To be done
Copy the lines below word for word, from the line with "Pick out the green" through the last line, and output nothing else.

------------------------------------------------------------

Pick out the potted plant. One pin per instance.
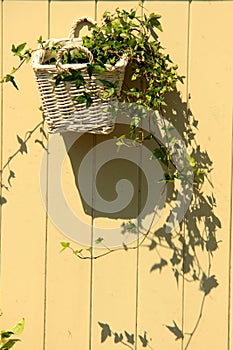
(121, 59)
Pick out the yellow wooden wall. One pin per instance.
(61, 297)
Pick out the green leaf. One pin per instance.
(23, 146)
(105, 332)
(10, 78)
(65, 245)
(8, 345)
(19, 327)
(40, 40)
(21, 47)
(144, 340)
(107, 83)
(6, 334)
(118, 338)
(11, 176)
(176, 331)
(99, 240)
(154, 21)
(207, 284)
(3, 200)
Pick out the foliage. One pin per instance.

------------------------------------------------------------

Output for this exercise
Pick out the green leaf. One pin per instance.
(23, 146)
(105, 332)
(10, 78)
(65, 245)
(8, 345)
(19, 327)
(40, 40)
(21, 47)
(144, 340)
(107, 83)
(6, 334)
(118, 338)
(11, 176)
(176, 331)
(99, 240)
(154, 21)
(207, 284)
(3, 200)
Pick out the foliage. One pin per instance.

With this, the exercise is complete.